***** Stored data *****

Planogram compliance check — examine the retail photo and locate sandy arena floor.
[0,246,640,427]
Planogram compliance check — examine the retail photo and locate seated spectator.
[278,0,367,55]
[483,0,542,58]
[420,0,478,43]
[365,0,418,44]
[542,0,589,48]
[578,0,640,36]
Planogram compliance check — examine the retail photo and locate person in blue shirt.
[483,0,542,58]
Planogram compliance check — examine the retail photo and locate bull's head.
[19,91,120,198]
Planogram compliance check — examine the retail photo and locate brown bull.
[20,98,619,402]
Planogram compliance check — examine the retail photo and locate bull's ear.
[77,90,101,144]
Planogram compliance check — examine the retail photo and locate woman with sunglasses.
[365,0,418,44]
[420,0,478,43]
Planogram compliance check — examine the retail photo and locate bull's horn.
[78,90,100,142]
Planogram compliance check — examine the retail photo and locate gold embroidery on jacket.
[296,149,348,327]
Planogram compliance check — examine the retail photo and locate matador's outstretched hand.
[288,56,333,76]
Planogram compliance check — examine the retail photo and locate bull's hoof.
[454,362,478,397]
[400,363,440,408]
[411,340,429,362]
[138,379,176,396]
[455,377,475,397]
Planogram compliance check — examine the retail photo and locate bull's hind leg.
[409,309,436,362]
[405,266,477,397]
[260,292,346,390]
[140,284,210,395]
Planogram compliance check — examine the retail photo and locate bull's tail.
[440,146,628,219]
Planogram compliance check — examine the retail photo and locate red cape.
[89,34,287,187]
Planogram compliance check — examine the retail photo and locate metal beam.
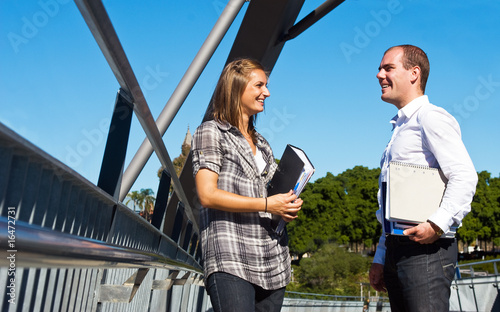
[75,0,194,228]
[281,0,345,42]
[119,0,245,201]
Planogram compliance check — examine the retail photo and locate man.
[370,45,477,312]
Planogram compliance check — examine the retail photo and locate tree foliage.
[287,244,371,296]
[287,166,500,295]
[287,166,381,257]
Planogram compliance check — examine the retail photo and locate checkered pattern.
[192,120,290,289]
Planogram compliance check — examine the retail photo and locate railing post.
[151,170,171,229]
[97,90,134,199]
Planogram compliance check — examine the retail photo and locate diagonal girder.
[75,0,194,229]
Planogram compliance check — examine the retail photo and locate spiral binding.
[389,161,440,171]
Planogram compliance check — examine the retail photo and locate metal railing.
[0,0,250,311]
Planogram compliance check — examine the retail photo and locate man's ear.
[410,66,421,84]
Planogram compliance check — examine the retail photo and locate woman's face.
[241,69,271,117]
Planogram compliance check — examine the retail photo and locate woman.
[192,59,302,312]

*****

Directions for this task: Lay out every line of the items above as a numbered list, skipping any blank lines and leaving out the pictures.

Final answer:
1. Planogram compliance check — examine the retail photo and locate sandy arena floor.
2. [0,246,640,427]
3. Planogram compliance check — examine the retail photo and locate seated spectator.
4. [278,0,367,55]
5. [483,0,542,58]
6. [420,0,478,43]
7. [365,0,418,44]
8. [542,0,589,48]
9. [578,0,640,36]
10. Planogram compliance check — examine the retail photo and locate person in blue shirt.
11. [483,0,542,58]
12. Planogram compliance check — examine the retail photo and locate bull's head.
13. [19,91,120,198]
14. Planogram compliance check — examine the retail photo and locate brown bull.
15. [20,98,619,402]
16. Planogram compliance check — examine the retail photo and locate bull's ear.
17. [77,90,101,144]
18. Planogram compliance check — examine the retail photo and locate woman with sunglasses.
19. [365,0,418,44]
20. [420,0,478,43]
21. Planogram compliance check — examine the retail photo and locate bull's horn.
22. [78,90,100,142]
23. Planogram compliance check — examine the retail photo and locate gold embroidery on jacket.
24. [296,149,348,327]
25. Planogram compliance check — examine the retail photo and locate matador's outstretched hand.
26. [288,56,333,76]
27. Planogram compliance check — examine the retail photo and locate bull's hoof.
28. [454,362,478,397]
29. [400,363,440,408]
30. [411,340,429,362]
31. [138,379,176,396]
32. [455,377,475,397]
33. Planogram compliance check — examine the retail photo and locate bull's hind leg.
34. [409,309,436,362]
35. [405,266,477,397]
36. [260,292,346,390]
37. [140,284,210,395]
38. Planogram compliance check — examine the retail photo and locate bull's tail.
39. [440,146,628,219]
40. Planogram compliance check — examine the retail photo and locate red cape.
41. [89,34,287,187]
42. Planogram compliance check — examine the retail photo and locate metal beam.
43. [75,0,194,228]
44. [281,0,345,42]
45. [119,0,245,201]
46. Planogram compliance check — examine the retail photo and locate man.
47. [370,45,477,312]
48. Planogram compliance check — examine the retail photo and locate tree foliage.
49. [287,244,371,296]
50. [287,166,500,295]
51. [287,166,381,257]
52. Planogram compliance check — examine the retail photo and locate checkered pattern.
53. [192,120,290,289]
54. Planogram compliance check — examine the retail photo and locate railing post.
55. [151,170,171,229]
56. [97,90,134,199]
57. Planogram compliance check — examine the retail photo and locate diagonal girder.
58. [75,0,194,229]
59. Planogram compliance check — examine the retail photo and locate spiral binding.
60. [389,161,440,171]
61. Planogram compliance check — examine the retail photo and locate metal railing.
62. [0,0,250,311]
63. Planogram compliance check — examine the retail photo and locate man's ear.
64. [410,66,421,84]
65. Planogram compliance check — examine the retail photo and locate woman's face.
66. [241,69,271,117]
67. Planogram compliance check — examine the retail photo and locate woman.
68. [192,59,302,312]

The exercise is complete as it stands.